Exercise:
Return every line of the records that contains the word "negative", copying each one in full. Case counts, so match only that exact capitalization.

Records shown:
BEGIN
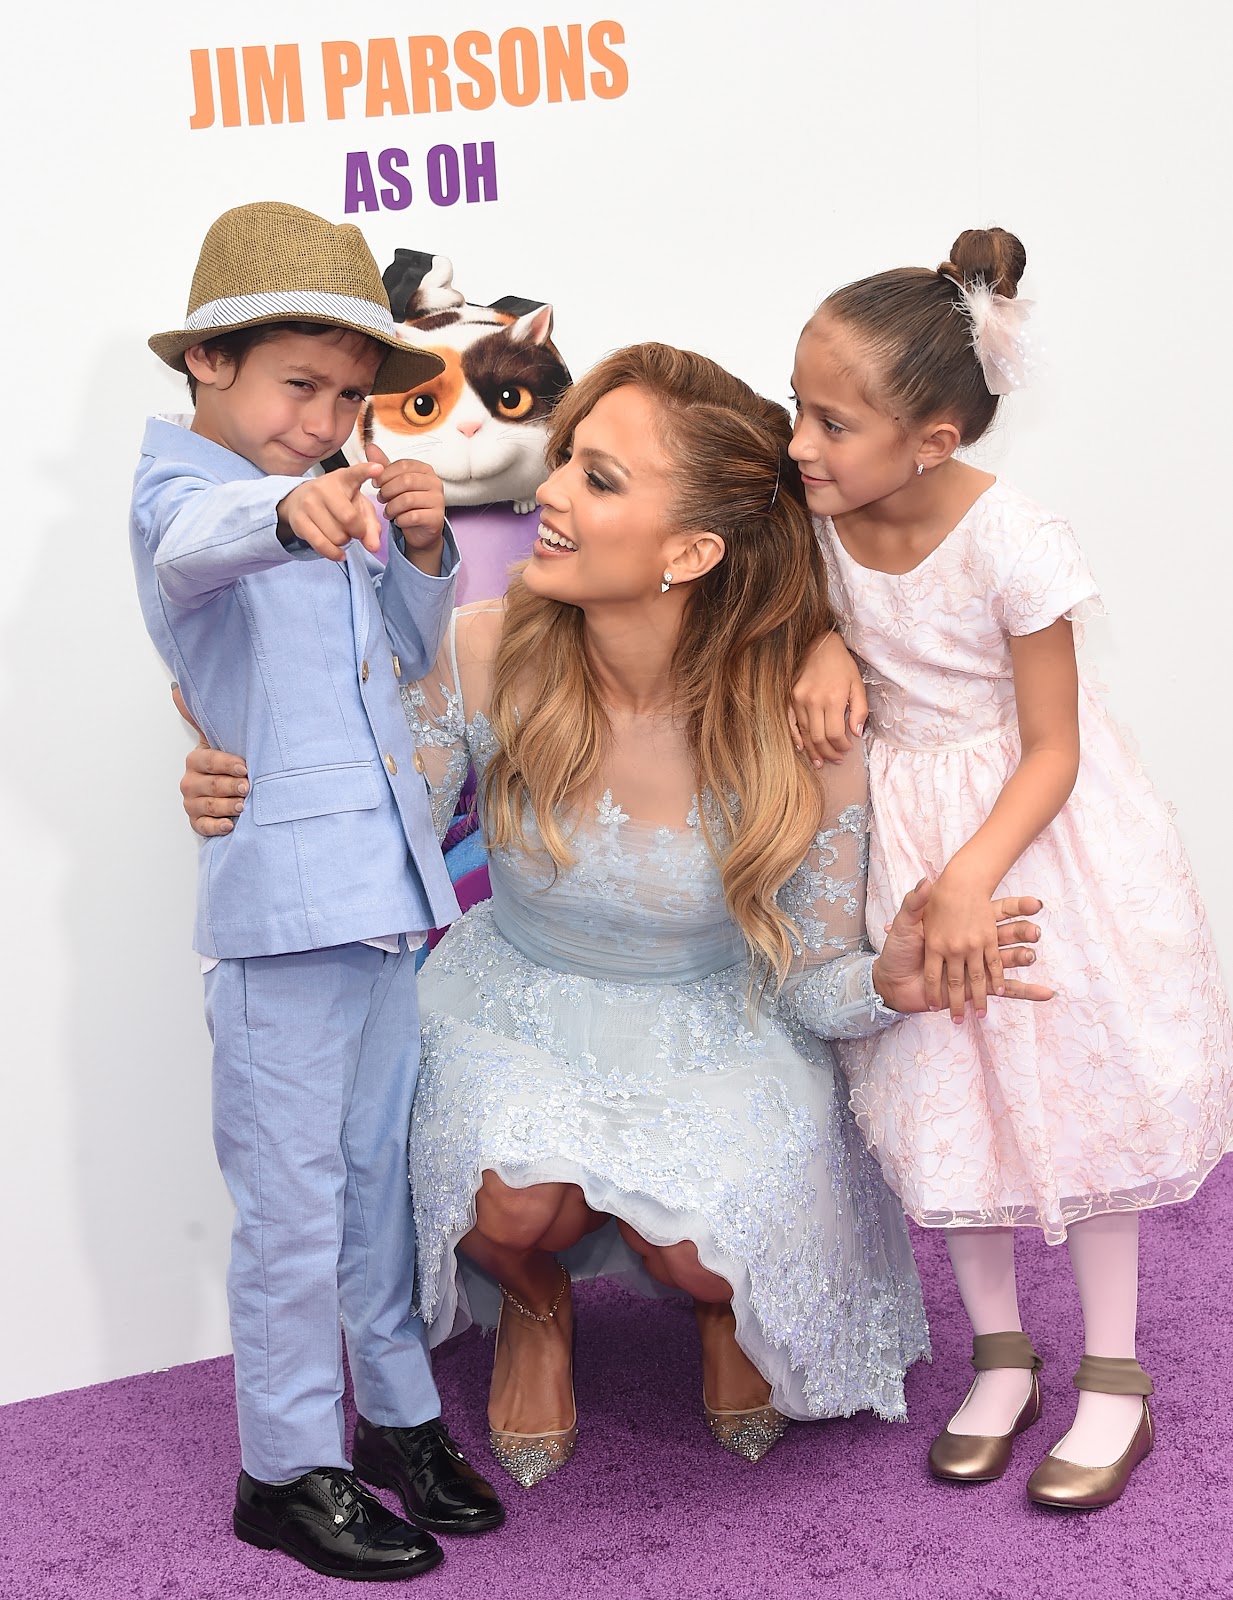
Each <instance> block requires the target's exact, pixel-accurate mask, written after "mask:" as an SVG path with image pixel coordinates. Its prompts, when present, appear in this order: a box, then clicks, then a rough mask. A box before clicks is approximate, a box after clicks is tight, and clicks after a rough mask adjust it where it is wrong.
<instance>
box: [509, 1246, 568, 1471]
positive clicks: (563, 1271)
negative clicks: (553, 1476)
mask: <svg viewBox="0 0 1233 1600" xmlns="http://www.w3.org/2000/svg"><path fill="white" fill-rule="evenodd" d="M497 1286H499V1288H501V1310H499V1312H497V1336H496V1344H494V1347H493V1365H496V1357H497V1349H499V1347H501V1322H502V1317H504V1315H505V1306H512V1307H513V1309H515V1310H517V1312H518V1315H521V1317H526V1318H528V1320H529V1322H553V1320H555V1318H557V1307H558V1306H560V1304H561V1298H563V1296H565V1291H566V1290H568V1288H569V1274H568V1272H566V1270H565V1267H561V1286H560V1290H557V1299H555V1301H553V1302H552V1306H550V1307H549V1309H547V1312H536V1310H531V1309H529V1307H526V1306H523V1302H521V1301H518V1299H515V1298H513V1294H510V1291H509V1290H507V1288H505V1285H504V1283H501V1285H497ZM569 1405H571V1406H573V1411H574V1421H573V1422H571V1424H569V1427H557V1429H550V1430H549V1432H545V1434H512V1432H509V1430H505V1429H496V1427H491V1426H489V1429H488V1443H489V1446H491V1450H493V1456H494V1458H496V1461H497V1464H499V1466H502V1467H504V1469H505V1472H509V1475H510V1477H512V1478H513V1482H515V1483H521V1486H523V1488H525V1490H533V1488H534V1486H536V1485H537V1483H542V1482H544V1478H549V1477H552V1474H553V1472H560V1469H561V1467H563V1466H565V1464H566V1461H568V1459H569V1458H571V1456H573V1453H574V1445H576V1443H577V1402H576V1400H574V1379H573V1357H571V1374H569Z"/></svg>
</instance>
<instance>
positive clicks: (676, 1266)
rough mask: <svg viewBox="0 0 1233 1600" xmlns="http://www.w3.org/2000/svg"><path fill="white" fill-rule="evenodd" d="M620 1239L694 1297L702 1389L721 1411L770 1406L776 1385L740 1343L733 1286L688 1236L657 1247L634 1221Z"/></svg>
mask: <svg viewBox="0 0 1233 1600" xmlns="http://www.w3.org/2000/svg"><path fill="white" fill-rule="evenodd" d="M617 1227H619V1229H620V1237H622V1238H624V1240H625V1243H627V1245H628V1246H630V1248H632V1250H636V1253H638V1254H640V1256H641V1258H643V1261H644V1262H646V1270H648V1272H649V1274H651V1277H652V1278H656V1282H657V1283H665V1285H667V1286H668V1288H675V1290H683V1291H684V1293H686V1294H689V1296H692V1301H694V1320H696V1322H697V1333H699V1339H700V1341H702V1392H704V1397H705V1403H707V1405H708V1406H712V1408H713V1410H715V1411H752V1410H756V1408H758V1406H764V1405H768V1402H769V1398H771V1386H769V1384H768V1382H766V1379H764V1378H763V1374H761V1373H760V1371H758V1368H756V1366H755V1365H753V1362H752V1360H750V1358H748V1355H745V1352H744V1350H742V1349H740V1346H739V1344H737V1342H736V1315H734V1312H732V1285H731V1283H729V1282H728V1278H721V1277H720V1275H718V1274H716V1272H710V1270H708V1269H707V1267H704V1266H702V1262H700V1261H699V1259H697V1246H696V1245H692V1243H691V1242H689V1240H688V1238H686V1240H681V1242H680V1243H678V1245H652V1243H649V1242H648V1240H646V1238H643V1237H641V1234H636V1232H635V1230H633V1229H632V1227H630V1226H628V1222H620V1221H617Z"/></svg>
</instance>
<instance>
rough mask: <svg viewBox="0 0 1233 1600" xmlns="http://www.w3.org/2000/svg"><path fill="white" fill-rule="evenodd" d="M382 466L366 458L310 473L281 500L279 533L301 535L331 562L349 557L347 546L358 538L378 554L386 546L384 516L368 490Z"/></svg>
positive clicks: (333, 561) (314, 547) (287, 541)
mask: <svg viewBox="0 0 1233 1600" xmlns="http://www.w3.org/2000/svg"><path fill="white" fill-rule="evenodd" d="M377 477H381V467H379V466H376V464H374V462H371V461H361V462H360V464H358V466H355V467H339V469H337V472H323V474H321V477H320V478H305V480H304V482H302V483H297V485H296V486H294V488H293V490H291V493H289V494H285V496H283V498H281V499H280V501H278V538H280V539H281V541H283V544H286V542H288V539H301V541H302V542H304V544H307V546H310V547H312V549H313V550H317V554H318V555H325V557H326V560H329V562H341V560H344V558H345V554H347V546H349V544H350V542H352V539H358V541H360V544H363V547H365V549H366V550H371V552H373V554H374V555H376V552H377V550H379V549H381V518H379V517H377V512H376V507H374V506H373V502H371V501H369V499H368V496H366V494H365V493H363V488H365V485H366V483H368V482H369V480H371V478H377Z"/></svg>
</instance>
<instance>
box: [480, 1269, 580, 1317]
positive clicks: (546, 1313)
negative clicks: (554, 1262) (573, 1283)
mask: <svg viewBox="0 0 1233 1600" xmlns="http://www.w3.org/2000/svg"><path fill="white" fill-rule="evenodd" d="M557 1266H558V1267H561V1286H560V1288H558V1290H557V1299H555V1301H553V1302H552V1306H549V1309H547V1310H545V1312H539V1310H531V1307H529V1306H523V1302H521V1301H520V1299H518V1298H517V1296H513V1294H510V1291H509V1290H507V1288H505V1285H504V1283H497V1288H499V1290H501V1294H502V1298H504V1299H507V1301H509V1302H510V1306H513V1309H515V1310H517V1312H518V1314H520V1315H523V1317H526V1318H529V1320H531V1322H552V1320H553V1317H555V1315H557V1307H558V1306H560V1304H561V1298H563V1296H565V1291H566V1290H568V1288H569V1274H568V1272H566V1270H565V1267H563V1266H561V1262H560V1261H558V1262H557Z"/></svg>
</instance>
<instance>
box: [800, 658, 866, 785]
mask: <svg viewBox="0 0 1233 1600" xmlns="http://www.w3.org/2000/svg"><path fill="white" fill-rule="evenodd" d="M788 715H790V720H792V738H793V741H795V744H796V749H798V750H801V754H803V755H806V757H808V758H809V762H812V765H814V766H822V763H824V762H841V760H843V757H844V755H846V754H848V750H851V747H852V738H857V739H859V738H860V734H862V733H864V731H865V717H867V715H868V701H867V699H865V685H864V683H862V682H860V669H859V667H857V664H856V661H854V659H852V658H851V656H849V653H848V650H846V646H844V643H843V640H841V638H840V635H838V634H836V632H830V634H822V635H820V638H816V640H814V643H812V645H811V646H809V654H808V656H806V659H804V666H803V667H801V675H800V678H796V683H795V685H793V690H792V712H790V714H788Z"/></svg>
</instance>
END
Task output:
negative clicks: (553, 1476)
negative clicks: (554, 1262) (573, 1283)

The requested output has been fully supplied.